- **TASK PROMPT**: Reproduce every line of the listing below, requests included, and shift each answer coordinate by adding 45 to every x and y value.
━━━━━━
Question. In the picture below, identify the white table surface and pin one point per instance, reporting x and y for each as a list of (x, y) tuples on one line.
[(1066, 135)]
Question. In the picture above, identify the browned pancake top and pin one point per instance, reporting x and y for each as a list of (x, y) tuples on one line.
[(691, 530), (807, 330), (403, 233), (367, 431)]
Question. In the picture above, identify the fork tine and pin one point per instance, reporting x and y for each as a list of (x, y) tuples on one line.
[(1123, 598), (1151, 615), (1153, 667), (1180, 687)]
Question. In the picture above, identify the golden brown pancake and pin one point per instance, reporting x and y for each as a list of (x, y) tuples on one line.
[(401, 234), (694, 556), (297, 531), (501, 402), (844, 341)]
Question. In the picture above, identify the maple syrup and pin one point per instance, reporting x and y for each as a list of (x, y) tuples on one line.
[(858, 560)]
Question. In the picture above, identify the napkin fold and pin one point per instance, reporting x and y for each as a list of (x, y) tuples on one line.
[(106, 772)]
━━━━━━
- **COMPLETED EXERCISE**:
Question. In the picture below, identify the white table surface and pin one point per instance, reporting x and y for each as a list of (x, y) tuples on one line.
[(1111, 180)]
Question. In the picture above, identify the browned pancake top and pin one point per instance, reporting x and y for each as a list of (x, y) tuples on one line.
[(736, 575), (852, 375), (448, 278), (412, 476)]
Question. In the picture above, identify the fork tine and pin one point per instance, reporting x and y for each as a list of (x, y) tuples on one line.
[(1168, 643), (1196, 660), (1198, 712), (1225, 732)]
Question. In the picture above, identify the golden brown pancake and pin one point per instance, reporting x and y for each as a list of (x, y) tuples on one line.
[(446, 279), (739, 601), (342, 576), (546, 447), (889, 386)]
Question. In the picture above, identify the maple syrup and pin one point per instance, reporting x and y for each as a list of (x, y) tuples on one line.
[(903, 605)]
Question. In the picture above, identify the napkin fold and pin one point per instance, reporting x and y for each as a list of (x, y) tuples on one line.
[(151, 817)]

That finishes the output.